• Records to use

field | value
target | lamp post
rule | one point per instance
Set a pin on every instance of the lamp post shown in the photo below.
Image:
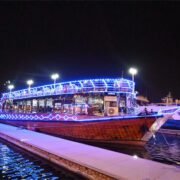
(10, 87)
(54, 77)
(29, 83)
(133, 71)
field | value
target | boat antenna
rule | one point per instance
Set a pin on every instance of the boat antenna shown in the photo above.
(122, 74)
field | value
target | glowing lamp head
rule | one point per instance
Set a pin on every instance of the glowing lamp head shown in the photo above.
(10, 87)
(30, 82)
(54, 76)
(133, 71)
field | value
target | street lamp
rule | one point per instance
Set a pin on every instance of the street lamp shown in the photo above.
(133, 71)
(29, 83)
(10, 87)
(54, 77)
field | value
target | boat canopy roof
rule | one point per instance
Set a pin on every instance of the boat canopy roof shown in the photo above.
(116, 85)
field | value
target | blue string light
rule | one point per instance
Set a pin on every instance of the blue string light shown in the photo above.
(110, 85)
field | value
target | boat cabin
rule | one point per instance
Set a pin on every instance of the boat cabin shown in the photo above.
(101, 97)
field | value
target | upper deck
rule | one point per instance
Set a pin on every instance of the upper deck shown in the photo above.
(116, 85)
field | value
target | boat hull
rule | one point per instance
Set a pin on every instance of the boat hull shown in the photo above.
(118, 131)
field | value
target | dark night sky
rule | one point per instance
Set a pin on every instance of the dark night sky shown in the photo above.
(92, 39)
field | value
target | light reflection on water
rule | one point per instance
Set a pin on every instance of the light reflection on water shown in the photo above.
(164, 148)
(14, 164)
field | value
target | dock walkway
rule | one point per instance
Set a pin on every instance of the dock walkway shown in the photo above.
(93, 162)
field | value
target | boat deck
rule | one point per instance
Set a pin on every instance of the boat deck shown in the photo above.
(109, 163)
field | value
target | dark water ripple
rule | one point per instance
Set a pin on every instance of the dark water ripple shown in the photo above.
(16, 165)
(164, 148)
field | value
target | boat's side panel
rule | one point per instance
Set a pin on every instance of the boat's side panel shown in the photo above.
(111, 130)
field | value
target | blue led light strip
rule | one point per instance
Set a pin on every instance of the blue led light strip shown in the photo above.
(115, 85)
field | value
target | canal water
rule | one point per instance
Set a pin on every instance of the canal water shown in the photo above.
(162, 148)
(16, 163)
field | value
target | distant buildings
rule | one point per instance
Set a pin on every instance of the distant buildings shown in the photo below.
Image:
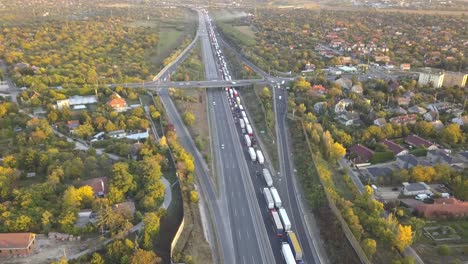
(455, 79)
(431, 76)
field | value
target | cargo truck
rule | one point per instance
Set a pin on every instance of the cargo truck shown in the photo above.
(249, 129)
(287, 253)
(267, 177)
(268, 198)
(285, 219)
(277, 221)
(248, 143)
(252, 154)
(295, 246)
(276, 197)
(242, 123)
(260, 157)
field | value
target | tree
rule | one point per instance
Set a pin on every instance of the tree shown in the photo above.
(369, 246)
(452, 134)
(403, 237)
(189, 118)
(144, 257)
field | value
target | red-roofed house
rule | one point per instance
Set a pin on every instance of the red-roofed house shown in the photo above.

• Task item
Go through the listing above and return each line where the word "house" occurs.

• Solution to the exercise
target | red-roofed house
Set a pin on every instance of the red-roofed house shown in the photo above.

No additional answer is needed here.